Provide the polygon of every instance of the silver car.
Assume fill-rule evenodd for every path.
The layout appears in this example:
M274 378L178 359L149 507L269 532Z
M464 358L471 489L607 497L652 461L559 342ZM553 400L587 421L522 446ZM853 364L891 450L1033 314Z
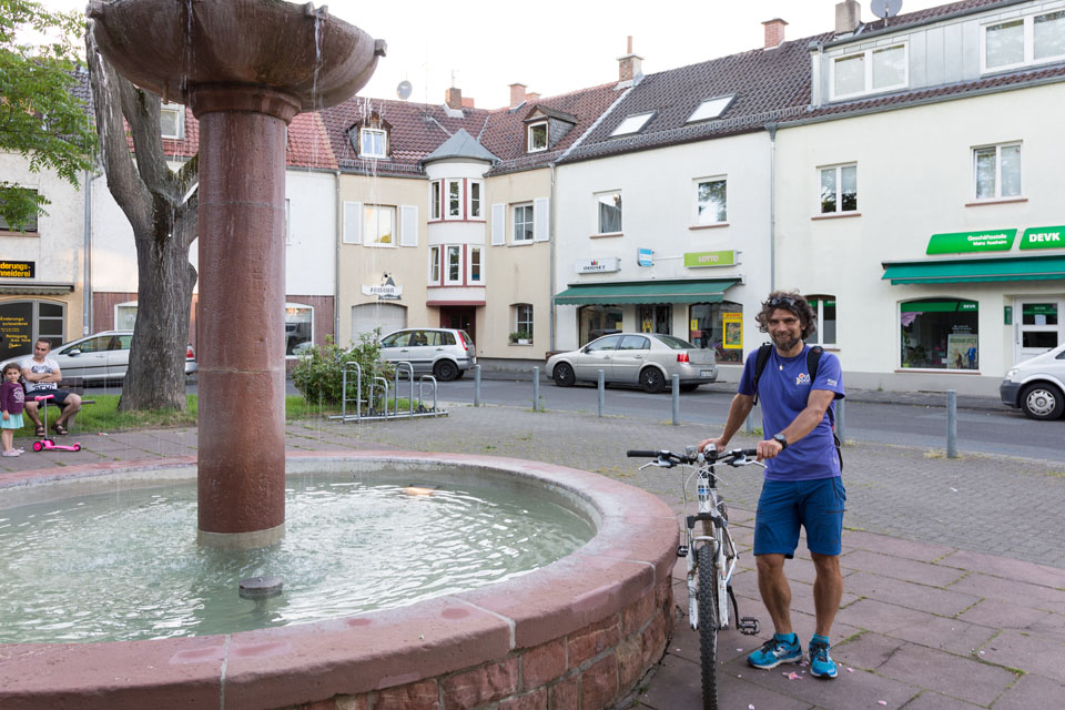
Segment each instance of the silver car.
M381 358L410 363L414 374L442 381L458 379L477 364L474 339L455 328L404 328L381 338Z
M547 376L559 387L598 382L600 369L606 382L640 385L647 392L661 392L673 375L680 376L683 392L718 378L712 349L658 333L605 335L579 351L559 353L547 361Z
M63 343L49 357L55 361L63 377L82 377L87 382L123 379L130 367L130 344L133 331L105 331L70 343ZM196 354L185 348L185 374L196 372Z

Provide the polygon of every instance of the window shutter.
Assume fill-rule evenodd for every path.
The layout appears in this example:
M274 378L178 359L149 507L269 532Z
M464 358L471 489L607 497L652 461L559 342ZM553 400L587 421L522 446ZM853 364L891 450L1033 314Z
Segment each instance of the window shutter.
...
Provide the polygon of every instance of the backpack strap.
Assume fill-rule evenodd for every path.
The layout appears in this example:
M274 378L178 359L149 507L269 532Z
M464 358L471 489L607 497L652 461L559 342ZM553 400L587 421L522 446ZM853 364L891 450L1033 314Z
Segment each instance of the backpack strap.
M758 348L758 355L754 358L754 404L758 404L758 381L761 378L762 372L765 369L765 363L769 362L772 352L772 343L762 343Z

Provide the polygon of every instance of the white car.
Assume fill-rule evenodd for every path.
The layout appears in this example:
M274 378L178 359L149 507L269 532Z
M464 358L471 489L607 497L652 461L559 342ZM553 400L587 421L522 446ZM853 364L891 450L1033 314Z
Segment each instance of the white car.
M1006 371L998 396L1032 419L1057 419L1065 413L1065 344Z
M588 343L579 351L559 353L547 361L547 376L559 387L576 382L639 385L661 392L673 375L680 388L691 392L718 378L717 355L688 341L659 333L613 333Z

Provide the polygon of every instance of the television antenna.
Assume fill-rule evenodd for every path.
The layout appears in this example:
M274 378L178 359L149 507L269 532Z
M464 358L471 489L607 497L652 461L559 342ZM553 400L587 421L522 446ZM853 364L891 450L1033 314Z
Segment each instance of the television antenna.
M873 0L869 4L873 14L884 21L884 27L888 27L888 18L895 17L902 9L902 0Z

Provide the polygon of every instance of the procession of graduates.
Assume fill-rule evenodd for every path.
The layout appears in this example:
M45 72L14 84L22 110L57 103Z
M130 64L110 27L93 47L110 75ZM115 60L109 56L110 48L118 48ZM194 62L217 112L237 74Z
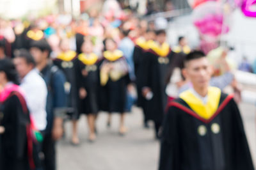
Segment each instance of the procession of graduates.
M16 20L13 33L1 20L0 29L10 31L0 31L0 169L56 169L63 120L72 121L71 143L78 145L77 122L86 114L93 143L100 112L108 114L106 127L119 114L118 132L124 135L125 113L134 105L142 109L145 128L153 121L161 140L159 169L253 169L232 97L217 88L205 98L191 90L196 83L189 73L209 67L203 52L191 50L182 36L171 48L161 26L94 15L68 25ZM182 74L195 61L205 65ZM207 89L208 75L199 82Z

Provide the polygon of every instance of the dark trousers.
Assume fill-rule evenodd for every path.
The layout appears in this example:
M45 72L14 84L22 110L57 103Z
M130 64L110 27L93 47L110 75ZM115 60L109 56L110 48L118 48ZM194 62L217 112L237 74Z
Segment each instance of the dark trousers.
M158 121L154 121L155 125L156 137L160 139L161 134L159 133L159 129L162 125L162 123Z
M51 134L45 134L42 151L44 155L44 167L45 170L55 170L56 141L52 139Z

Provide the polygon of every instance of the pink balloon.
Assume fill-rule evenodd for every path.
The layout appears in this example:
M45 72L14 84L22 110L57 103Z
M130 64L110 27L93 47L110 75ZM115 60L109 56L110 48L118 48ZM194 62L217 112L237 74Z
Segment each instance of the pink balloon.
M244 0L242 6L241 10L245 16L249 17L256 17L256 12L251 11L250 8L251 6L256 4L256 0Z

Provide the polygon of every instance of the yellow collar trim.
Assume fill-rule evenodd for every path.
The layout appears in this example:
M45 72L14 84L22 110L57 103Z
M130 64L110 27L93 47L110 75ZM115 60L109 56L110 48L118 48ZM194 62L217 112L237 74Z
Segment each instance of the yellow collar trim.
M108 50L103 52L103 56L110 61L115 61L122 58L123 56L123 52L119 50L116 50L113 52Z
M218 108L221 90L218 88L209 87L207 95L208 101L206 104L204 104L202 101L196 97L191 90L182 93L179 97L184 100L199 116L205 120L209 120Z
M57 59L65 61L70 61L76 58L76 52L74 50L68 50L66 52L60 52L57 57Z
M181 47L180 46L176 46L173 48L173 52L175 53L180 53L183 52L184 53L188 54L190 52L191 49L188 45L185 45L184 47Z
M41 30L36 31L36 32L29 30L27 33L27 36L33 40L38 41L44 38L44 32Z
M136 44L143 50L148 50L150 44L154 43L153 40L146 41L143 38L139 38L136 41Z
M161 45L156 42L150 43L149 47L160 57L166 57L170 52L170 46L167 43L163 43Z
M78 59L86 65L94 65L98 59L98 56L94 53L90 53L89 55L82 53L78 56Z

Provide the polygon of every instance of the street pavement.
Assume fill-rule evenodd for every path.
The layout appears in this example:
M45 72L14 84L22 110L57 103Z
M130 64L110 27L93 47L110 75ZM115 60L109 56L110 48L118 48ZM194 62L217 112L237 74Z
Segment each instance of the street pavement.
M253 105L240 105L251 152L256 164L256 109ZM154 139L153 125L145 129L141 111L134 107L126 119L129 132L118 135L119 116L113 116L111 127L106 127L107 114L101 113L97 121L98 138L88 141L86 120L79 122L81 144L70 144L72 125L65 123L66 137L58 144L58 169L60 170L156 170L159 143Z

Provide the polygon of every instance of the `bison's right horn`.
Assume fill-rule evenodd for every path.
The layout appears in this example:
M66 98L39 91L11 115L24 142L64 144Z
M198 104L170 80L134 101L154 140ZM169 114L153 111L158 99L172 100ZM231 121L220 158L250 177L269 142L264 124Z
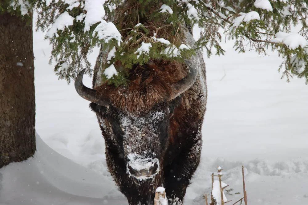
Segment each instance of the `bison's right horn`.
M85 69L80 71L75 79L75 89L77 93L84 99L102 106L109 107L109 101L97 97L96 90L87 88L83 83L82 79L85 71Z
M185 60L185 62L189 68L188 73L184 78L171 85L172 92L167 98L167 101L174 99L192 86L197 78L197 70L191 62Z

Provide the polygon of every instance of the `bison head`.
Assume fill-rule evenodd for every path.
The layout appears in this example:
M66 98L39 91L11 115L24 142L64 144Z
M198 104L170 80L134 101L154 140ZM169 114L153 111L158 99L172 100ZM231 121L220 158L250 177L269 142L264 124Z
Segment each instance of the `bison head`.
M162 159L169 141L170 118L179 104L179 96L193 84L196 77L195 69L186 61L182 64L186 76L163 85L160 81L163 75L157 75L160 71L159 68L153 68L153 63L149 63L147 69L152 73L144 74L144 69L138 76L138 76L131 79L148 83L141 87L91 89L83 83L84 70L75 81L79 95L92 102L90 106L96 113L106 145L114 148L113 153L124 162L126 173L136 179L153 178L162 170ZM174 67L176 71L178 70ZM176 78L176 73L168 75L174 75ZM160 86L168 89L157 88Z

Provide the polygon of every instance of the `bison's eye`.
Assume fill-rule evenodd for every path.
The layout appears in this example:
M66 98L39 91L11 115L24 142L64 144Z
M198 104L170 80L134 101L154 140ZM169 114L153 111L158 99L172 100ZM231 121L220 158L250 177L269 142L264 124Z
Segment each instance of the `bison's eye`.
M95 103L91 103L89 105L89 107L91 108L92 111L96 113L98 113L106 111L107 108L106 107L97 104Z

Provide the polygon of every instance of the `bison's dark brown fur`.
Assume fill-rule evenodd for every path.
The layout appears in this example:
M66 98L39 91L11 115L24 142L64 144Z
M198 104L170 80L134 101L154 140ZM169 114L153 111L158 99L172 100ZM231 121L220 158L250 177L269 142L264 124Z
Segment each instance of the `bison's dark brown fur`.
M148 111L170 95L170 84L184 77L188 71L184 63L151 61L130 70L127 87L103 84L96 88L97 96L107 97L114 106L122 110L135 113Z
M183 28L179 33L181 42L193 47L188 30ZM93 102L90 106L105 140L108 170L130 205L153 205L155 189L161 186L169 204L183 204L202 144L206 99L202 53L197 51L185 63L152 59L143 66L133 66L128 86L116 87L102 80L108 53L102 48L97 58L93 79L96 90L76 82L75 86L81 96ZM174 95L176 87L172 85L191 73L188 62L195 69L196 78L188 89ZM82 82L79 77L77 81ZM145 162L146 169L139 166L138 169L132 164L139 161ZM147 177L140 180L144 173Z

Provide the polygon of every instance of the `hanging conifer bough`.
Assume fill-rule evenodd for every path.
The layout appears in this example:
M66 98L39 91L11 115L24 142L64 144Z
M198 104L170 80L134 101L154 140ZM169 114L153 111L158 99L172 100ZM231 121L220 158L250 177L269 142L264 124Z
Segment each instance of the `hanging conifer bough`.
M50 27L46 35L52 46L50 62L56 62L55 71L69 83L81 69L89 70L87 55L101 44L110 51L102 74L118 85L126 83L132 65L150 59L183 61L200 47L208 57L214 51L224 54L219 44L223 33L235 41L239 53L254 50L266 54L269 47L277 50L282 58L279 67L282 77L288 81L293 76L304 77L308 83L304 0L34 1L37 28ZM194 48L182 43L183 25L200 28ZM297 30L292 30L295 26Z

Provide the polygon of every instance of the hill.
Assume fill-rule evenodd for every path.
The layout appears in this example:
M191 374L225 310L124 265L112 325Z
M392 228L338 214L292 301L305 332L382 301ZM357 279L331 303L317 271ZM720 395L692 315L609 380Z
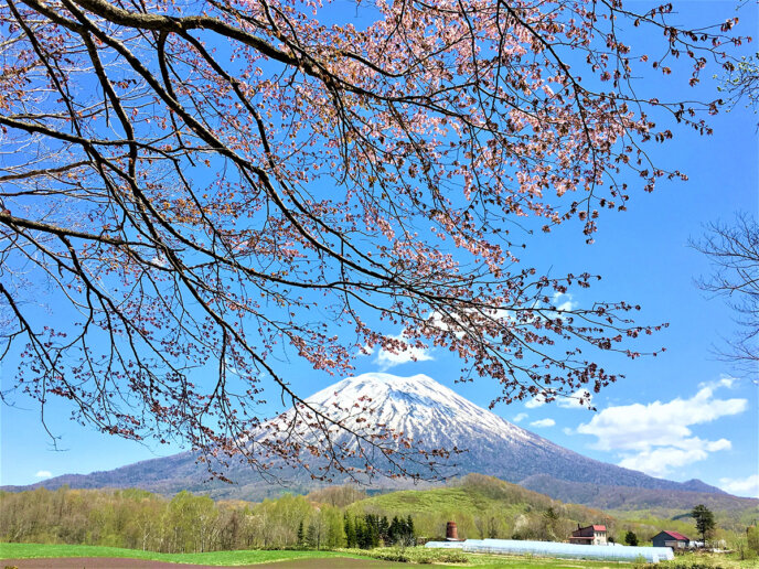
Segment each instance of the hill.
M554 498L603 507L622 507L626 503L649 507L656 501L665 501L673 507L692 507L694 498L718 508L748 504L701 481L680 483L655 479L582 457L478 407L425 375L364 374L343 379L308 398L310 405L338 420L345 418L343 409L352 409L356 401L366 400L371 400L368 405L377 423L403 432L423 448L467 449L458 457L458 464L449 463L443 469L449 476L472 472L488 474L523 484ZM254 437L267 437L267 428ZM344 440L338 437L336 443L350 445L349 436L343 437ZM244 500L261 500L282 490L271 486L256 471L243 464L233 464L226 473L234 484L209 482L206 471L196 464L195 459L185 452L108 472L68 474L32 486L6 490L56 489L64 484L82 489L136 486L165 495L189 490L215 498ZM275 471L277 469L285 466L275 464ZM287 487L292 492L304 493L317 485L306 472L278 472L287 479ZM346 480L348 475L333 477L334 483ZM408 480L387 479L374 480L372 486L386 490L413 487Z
--
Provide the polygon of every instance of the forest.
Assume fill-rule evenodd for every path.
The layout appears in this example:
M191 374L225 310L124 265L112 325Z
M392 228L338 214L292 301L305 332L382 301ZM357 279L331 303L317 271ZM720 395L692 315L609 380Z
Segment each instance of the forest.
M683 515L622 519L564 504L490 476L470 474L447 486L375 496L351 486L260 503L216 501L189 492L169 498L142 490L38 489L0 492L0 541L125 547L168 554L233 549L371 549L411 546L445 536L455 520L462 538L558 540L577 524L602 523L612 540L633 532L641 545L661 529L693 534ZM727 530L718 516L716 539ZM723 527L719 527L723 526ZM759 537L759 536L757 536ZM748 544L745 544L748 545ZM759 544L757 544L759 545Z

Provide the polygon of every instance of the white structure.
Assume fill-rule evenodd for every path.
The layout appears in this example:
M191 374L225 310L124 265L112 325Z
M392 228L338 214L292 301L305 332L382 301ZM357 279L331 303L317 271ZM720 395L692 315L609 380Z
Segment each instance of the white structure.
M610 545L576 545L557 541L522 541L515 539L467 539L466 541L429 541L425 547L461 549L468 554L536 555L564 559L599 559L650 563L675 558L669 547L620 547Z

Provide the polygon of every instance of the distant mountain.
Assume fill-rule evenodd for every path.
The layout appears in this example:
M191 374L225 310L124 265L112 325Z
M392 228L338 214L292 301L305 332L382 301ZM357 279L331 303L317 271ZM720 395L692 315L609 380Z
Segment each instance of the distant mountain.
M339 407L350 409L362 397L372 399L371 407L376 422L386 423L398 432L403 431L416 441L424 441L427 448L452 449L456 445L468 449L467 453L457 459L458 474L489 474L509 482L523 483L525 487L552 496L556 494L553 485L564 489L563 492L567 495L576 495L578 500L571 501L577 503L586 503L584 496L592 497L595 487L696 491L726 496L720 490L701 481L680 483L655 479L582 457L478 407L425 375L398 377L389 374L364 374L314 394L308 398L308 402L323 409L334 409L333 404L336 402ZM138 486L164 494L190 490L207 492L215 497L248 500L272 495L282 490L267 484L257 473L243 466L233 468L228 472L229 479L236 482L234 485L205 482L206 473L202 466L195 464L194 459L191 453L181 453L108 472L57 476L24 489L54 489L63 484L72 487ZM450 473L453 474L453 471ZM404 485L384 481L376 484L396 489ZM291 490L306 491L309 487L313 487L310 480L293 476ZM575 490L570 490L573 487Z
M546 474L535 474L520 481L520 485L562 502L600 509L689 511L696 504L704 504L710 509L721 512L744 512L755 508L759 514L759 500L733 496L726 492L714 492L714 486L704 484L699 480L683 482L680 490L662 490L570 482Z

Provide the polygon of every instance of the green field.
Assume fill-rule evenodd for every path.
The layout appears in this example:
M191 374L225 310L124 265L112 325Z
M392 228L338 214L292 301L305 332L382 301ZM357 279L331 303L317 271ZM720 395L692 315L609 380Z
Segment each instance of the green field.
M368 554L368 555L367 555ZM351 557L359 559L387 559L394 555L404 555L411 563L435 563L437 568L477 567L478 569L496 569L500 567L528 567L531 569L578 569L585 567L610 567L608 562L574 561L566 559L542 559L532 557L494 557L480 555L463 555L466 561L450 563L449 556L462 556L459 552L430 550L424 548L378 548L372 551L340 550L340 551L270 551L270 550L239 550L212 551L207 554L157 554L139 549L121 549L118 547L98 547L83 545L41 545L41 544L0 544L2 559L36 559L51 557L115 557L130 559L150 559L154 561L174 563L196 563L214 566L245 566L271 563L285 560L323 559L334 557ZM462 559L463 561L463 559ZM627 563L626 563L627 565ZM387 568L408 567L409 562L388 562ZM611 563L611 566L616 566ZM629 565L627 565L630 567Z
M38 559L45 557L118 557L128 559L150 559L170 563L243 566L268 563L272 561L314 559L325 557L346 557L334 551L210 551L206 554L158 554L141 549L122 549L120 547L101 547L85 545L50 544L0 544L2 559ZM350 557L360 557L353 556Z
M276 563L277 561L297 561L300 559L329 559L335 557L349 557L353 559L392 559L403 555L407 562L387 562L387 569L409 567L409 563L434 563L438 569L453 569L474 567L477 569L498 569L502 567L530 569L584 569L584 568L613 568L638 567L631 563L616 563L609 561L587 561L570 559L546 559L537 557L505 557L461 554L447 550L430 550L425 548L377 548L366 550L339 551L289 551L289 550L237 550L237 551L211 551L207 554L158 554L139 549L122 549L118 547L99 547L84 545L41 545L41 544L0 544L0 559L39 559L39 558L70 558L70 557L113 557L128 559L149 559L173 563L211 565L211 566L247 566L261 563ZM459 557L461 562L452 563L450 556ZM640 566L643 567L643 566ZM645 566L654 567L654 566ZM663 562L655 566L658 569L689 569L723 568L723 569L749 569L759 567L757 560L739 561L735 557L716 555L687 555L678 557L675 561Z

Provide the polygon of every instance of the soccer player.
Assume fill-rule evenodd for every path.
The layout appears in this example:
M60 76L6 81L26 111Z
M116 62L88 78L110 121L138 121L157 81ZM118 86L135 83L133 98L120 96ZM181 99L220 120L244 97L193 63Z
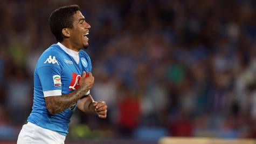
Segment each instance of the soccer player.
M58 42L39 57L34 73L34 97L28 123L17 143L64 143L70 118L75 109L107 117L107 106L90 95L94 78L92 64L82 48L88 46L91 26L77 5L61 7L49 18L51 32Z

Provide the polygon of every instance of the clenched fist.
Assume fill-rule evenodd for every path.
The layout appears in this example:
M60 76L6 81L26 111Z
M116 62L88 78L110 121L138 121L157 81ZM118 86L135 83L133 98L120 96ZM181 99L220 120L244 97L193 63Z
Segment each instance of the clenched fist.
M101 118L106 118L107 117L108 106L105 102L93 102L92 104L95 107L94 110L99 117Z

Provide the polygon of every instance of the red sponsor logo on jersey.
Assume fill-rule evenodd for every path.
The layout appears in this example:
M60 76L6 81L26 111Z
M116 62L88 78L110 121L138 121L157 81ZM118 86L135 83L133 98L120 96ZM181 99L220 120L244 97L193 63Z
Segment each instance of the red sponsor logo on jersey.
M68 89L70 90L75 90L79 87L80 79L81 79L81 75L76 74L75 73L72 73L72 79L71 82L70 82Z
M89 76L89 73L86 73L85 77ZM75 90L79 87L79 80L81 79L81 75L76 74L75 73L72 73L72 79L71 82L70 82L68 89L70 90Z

# What you have to do
Copy out the material word for word, starting at the line with "Provide the polygon of every instance of the red" and going up to and including the line with "M68 89L70 90L75".

# Solution
Provide the polygon of every instance of the red sponsor logo on jersey.
Assume fill-rule evenodd for every path.
The layout appears in this example:
M60 76L6 81L26 111Z
M116 62L88 78L110 121L138 121L157 81ZM118 86L135 83L133 98L120 96ZM181 99L220 120L244 97L193 63Z
Segment each instance of the red sponsor logo on jersey.
M68 89L70 90L75 90L79 87L80 79L81 79L81 75L76 74L75 73L72 73L72 79L71 82L70 82Z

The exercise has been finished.